# AIM OF THE TASK:
Copy down all of the data underneath, exactly as shown.

# STORED RECORDS:
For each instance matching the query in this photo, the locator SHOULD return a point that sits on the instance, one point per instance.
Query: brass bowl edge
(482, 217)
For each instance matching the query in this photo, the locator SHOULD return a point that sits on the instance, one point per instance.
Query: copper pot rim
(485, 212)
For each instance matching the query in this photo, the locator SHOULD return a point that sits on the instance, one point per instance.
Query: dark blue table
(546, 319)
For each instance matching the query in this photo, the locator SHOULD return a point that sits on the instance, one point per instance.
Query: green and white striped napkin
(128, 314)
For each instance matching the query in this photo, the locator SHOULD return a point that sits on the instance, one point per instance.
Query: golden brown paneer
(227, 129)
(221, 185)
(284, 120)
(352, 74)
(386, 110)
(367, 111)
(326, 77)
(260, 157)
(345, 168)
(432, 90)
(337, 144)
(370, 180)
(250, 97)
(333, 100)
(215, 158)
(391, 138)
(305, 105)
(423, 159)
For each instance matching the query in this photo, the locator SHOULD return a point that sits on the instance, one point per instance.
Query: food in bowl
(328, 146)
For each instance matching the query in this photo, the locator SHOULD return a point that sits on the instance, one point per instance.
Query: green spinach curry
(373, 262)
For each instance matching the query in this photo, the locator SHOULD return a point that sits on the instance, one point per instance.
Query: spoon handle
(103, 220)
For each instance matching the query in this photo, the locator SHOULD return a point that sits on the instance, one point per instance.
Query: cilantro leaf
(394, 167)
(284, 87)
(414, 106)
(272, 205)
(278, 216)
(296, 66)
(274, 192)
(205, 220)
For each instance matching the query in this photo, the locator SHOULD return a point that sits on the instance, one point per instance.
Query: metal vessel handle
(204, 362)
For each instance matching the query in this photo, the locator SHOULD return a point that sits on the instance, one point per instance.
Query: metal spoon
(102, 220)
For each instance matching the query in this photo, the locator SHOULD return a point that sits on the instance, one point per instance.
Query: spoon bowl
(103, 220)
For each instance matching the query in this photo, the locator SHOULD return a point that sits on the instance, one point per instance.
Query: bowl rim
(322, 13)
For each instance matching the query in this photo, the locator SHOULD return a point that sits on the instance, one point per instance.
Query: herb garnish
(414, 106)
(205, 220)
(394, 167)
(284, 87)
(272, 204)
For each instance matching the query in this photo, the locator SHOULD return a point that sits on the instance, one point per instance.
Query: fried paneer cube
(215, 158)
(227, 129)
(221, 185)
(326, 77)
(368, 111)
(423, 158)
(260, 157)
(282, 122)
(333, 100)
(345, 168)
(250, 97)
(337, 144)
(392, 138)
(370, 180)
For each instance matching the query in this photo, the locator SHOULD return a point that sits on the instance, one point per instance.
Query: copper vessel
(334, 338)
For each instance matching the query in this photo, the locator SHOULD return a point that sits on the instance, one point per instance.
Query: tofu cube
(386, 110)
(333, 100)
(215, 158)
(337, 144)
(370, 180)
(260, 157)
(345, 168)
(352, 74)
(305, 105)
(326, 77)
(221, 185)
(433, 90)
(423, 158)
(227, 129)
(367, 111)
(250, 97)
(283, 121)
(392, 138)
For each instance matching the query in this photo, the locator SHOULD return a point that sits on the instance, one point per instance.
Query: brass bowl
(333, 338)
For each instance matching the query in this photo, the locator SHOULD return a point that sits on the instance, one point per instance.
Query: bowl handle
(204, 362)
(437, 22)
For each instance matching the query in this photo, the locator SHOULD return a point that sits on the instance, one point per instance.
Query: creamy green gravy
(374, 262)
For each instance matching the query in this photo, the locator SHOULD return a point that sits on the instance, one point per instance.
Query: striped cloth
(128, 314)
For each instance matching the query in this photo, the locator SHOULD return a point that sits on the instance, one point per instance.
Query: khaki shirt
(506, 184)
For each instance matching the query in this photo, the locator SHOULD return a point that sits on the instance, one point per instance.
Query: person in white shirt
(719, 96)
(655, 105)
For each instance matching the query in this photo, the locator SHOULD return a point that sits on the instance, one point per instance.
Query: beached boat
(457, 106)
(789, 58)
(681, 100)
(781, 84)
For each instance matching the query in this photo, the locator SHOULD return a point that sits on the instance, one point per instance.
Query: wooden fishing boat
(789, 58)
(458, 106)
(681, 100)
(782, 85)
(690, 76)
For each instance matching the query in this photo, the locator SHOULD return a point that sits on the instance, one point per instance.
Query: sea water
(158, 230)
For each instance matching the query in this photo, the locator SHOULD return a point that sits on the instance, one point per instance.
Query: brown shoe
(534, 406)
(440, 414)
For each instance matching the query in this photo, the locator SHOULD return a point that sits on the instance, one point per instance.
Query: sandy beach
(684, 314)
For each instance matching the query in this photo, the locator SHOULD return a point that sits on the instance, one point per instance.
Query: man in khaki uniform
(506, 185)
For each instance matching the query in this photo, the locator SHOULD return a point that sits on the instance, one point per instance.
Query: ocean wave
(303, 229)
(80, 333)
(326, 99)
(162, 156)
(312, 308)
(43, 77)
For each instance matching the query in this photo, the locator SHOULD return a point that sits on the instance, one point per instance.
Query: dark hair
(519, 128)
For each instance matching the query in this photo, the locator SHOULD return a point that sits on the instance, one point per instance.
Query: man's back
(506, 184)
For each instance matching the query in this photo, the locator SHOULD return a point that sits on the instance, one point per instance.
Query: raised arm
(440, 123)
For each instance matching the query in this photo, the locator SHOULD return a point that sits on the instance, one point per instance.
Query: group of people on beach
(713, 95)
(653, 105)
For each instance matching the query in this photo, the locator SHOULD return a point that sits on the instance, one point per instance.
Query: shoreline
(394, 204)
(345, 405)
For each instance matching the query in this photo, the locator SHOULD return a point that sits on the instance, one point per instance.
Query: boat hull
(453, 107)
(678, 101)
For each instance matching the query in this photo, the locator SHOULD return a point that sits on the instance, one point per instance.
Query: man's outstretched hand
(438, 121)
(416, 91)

# EXPECTED ANSWER:
For each instance matching the query in this photo, the locator SHOULD return a point that sits on the instance, one point per instance.
Query: brass bowl edge
(482, 217)
For each instance matching the query in this photo, the locator SHOULD return a point that sits on the instance, one point per instance.
Query: copper pot rim
(485, 212)
For each instance matching the query in this photo, the locator SHOULD return a point that sits on the instance, one point per instance.
Query: dark blue table
(546, 319)
For each instance matching the query in this photo, the locator SHOULD return a point that sits on the instance, one point per instance.
Query: green and white striped napkin
(128, 314)
For each instance matching the query in this photo, the locator SHOULD return a point that sits on the instance, one point per instance.
Query: golden brown paneer
(227, 129)
(221, 185)
(284, 120)
(352, 74)
(386, 110)
(367, 111)
(326, 77)
(260, 157)
(345, 168)
(432, 90)
(337, 144)
(370, 180)
(250, 97)
(333, 100)
(215, 158)
(391, 138)
(305, 105)
(423, 159)
For each instance matching the query in this photo, the locator SHOULD return a point that sits on the instance, one point per instance.
Query: food in bowl
(328, 146)
For each instance matching the query in this photo, the locator SHOULD return a point that sits on the instance, one point per instance.
Query: green spinach curry
(373, 262)
For each instance matching the query in this photo, the locator SHOULD return a point that sits on the instance, one point per instance.
Query: spoon handle
(103, 220)
For each instance matching the query in this photo, the locator SHOULD return a point that sits on the instance, one point per instance.
Query: cilantro leaf
(394, 167)
(284, 87)
(414, 106)
(272, 205)
(278, 216)
(296, 66)
(274, 192)
(205, 220)
For each instance matching the query in this photo, the locator SHOULD return a point that sits on the instance, one point per instance.
Query: metal vessel handle
(204, 362)
For each instance matching the query in this photo, the locator SHOULD return a point that sits on the instance, one point per instance.
Query: metal spoon
(102, 220)
For each instance matching the query in this photo, the locator SHOULD return a point that sits on the instance, one point per instance.
Query: spoon bowl
(103, 220)
For each instance matching the query in this photo, the locator SHOULD return a point that sits on the instance, one point per instance.
Query: bowl rim
(322, 13)
For each instance matching the query in this photo, the locator SHOULD return a point that sits on the instance, one point per instance.
Query: herb garnish
(414, 106)
(205, 220)
(394, 167)
(284, 87)
(272, 204)
For each instance matching the query in this photo, the locator SHOULD return a point that sits on the instance, one point per instance.
Query: fried paneer cube
(215, 158)
(227, 129)
(221, 185)
(326, 77)
(368, 111)
(423, 158)
(260, 157)
(282, 122)
(333, 100)
(345, 168)
(250, 97)
(337, 144)
(392, 138)
(370, 180)
For each instance matching the query in this photo, the locator SHOULD return a point that sits on the instance, one point per instance.
Query: copper vessel
(334, 338)
For each instance matching the query in this photo, the locator SHOULD return a point that sits on the instance, one point per instance.
Query: tofu cube
(386, 110)
(333, 100)
(215, 158)
(337, 144)
(370, 180)
(260, 157)
(345, 168)
(352, 74)
(305, 105)
(326, 77)
(221, 185)
(433, 90)
(423, 158)
(227, 129)
(367, 111)
(250, 97)
(283, 121)
(392, 138)
For each instance matching the query in this photo, the locator SHOULD return a point that sits on the instance, one point per instance.
Query: brass bowl
(333, 338)
For each instance matching the query in this photo, the locator SHOULD return a point that sits on the instance, one point per instance.
Query: bowl handle
(204, 362)
(437, 22)
For each instance matching the query in this photo, the locator SHOULD return a point that sits on the instance, one point per instance.
Query: creamy green gravy
(374, 262)
For each instance matching the query in this photo, the locator SHOULD return a point that sits on the instance, one point per instance.
Query: striped cloth
(128, 314)
For each instance matching the query in this photo, the locator SHOULD return a point that sits on the instance, one point per instance.
Query: khaki shirt
(506, 184)
For each instance matching the query in this photo, the locator SHOULD return a point that sits on the instance, one point per instance.
Query: person in white shirt
(719, 96)
(655, 105)
For each instance matching the query in this photo, the locator SHOULD return a point that sits on the instance, one point per instance.
Query: beached boat
(457, 106)
(789, 58)
(681, 100)
(781, 84)
For each instance matching the query in this photo, the locator SHOULD return a point that sits on the instance, one point per instance.
Query: wooden fishing boat
(789, 58)
(458, 106)
(681, 100)
(782, 85)
(690, 76)
For each instance matching the query in this photo, the locator SHOULD return a point that sits on the instance, one point per instance.
Query: sea water
(158, 230)
For each instance matching the query in this photo, the locator SHOULD return a point that sits on the instance, one point per instance.
Query: brown shoe
(534, 406)
(440, 414)
For each instance matching the query in this photo, the locator SHOULD return a point that sits on the instance, one point per instance.
Query: sandy beach
(684, 314)
For each instance matching the query in this photo, the locator SHOULD return a point that sits on the instance, one point per instance.
Query: man in khaki uniform
(506, 185)
For each instance matching the query in this photo, the locator SHOULD return a point that sits on the instance, one point per instance.
Query: ocean wave
(303, 229)
(80, 333)
(326, 99)
(162, 156)
(312, 308)
(43, 77)
For each instance matching the query in this photo, the locator SHOULD return a point that sits on the instance, one point per instance.
Query: dark hair
(519, 128)
For each instance matching the query in this photo, the locator SHOULD return a point that sits on the instance, one point per instance.
Query: man's back
(506, 184)
For each instance matching the query in this photo, the locator SHOULD return a point that sits on the instance, one point per instance.
Query: raised arm
(440, 123)
For each instance matching the query in this photo, the locator SHOULD return a point that sits on the instance, one point per instance.
Query: group of people on beach
(713, 95)
(653, 105)
For each instance matching the query in this photo, the locator SHOULD return a point that sits on the instance, one point per instance.
Query: shoreline
(394, 204)
(345, 405)
For each instance matching the query in this photo, the locator SHOULD return a point that sits on the instance, one point per instance.
Query: boat hull
(453, 107)
(678, 101)
For each instance matching the query in this photo, the locator SHOULD return a point that sits on the instance, one point per instance.
Query: man's outstretched hand
(438, 121)
(416, 91)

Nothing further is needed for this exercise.